→ DATA EXCERPTS
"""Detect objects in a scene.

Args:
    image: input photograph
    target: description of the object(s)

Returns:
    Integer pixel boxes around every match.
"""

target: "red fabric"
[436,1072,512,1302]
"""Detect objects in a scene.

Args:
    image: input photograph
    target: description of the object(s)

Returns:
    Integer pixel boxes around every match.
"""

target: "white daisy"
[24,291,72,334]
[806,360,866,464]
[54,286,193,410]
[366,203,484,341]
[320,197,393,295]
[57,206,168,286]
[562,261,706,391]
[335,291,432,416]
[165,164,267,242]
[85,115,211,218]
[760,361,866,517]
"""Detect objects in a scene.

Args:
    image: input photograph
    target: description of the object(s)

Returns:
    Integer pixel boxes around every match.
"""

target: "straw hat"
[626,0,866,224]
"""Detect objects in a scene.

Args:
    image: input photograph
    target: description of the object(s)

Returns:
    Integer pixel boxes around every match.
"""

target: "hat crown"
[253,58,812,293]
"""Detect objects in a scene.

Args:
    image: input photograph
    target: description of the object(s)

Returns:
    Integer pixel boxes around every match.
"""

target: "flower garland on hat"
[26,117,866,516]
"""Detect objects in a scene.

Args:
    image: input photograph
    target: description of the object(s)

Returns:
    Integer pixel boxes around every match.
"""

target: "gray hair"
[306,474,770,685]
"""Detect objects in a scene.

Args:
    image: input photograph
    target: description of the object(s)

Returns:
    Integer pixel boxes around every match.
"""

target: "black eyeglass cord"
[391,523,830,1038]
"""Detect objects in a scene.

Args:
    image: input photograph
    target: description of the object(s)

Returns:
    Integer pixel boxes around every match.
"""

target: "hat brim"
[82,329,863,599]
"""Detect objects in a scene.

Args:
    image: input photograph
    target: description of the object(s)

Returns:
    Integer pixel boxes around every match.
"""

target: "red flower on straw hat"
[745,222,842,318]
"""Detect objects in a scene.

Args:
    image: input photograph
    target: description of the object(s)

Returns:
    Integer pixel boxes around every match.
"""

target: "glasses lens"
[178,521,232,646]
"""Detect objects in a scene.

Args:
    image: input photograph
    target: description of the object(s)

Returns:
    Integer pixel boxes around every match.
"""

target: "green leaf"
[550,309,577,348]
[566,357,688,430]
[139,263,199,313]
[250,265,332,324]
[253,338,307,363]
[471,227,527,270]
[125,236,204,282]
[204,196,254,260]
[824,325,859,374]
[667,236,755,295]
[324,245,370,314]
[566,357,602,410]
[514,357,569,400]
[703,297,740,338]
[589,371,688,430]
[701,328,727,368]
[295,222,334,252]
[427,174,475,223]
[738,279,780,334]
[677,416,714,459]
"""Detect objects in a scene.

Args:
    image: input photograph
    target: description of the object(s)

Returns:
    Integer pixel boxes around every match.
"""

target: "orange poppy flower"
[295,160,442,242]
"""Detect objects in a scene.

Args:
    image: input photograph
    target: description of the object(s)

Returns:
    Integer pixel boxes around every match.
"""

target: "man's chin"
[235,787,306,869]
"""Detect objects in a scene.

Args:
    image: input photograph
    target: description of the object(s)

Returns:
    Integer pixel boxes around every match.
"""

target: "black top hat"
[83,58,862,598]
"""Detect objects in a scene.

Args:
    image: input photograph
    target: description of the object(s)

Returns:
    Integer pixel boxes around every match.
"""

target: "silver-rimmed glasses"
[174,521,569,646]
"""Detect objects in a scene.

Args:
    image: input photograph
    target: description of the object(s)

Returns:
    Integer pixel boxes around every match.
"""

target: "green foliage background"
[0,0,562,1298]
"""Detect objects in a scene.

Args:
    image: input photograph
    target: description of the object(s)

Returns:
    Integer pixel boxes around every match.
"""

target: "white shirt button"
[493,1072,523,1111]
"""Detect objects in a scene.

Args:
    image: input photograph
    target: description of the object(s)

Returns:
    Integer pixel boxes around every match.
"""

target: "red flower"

→ GOAL OF THE EXERCISE
Gather every line of the listing above that contains the word "green" and copy each one.

→ ANSWER TO THE PROBLEM
target: "green leaf"
target: "green foliage background"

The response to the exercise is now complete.